Transcribe the records in full, keeping every character as it is.
---------- DATASET RECORDS
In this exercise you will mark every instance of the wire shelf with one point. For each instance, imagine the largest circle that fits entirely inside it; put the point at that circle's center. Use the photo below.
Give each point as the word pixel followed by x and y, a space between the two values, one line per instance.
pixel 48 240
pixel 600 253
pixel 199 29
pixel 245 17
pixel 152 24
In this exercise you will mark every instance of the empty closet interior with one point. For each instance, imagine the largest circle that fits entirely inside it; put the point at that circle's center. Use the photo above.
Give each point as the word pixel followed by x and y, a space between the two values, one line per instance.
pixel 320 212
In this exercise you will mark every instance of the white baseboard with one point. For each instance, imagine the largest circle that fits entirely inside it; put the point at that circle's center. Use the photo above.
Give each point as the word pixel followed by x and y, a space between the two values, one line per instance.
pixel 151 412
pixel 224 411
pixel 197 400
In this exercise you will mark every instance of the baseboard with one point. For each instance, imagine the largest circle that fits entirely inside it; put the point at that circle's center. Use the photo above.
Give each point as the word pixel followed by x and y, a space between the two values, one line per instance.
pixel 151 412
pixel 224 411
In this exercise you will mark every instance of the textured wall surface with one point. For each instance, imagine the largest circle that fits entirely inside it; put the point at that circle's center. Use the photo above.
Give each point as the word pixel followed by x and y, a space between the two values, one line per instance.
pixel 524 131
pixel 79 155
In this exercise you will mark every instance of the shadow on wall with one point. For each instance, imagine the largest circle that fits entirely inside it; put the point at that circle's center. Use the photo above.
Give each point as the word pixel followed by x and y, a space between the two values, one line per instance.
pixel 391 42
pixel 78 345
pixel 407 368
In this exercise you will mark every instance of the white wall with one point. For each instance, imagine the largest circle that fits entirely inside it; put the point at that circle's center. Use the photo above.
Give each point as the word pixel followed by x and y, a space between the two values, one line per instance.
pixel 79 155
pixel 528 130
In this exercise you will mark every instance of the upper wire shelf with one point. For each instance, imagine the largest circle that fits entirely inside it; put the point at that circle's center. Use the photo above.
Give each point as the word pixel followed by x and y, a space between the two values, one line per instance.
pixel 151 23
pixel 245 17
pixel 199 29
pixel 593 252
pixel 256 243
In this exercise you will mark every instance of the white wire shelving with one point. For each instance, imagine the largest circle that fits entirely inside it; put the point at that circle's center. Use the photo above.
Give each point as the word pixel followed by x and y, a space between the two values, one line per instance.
--------------------
**ANSWER IN FULL**
In this exercise you will mark every instance of the wire shelf with one point. For each instance, imagine the largest circle that fits entirely inside it; put the point at that circle's center. Use the photo below.
Give each point as the word pixel followed by x and y, a space between the two values, one line per instance.
pixel 48 240
pixel 600 253
pixel 199 29
pixel 245 17
pixel 152 24
In this exercise you will mark every instance of the empty closet interior with one point. For each instance, imagine the largest circle that fits entirely inside it; put the point at that circle's center. Use the photo above.
Give each point as the word pixel followed by x and y, a space between the two values, one line per instance.
pixel 320 212
In this exercise you will mark every instance of the white baseboard with one point. For each instance, imagine the largest circle that fits entirely inside it; put the point at that circle's center. Use the photo above.
Give each point as the word pixel followed by x and y, a space between the two values, one line per instance.
pixel 151 412
pixel 224 411
pixel 197 400
In this exercise you will mark every instance of the baseboard with one point. For each instance, imagine the largest circle that fits entirely inside it; put the point at that circle's center. Use the photo above.
Give each point as the word pixel followed by x and y, a space between the two values, one line per instance.
pixel 151 412
pixel 224 411
In this exercise you will mark every instance of the textured wall surface with one point. For each instance, imagine the largest circle that fits entirely inside it; put the point at that circle's center. Use the photo above.
Give each point as the word pixel followed by x and y, a space between the two values, one line per instance.
pixel 524 131
pixel 79 155
In this exercise you will mark every instance of the shadow on wall with one point. For each instance, imagine the largest circle that fits entirely inside it; put the point at that circle's center. Use the photo above.
Give each point as the word pixel followed by x and y, a space between the two values, one line per instance.
pixel 391 42
pixel 78 345
pixel 407 368
In this exercise you will mark every instance of the white wall with one point. For each instance, imagine the largest circle that fits entirely inside it; put the point at that circle's center. Use the photo above.
Give each point as the word pixel followed by x and y, a space between the two values, one line per instance.
pixel 79 155
pixel 528 130
In this exercise you will mark every instance of the upper wire shelf with one point. For each instance, imagine the largest circle that fits entirely inside it; put the point at that circle's center. Use the photo above.
Give each point as the word pixel followed by x and y, a space between the two values, one line per instance.
pixel 151 23
pixel 245 17
pixel 199 29
pixel 593 252
pixel 256 243
In this exercise you will mark every instance of the white wire shelving with one point. For each instance, imagine the largest circle that fits entirely inside it; put the point at that circle's center. Use the photo above.
Give each point as the word pixel followed by x and y, a space between the two values, one line per instance.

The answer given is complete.